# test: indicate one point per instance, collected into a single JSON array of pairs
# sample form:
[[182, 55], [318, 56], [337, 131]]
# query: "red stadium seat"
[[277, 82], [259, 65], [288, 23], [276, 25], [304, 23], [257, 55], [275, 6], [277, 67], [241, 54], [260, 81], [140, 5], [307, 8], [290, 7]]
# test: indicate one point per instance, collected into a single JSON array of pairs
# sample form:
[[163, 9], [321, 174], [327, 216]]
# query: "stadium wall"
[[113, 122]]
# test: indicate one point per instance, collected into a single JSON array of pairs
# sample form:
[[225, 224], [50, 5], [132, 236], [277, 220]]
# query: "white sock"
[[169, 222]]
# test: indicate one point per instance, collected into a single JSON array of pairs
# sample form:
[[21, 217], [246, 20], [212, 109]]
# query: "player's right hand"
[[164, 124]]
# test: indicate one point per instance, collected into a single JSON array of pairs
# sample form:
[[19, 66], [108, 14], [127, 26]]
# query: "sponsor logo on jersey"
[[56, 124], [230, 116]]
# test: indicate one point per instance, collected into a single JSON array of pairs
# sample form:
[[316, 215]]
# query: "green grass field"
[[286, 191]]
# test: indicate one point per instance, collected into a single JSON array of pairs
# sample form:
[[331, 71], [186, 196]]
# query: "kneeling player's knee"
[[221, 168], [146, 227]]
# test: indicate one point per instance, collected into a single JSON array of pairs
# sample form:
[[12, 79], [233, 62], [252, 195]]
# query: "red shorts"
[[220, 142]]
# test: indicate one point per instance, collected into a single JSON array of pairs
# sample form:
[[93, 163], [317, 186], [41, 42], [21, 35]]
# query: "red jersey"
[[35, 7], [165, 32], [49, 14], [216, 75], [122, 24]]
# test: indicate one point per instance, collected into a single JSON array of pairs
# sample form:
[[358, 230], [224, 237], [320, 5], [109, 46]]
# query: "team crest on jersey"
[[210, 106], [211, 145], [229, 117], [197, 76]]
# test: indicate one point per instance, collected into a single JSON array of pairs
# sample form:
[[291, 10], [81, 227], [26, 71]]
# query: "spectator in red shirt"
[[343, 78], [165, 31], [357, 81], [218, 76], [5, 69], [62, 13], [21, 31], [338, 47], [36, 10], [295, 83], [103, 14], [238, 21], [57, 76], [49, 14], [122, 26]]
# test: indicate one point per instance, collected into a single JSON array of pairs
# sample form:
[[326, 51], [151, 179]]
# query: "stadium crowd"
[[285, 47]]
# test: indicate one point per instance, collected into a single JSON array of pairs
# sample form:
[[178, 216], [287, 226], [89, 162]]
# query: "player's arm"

####

REQUIRED WORK => In how many lines of the listing above does the word "jersey" appear? Reply with the number alone.

EXERCISE ANSWER => 3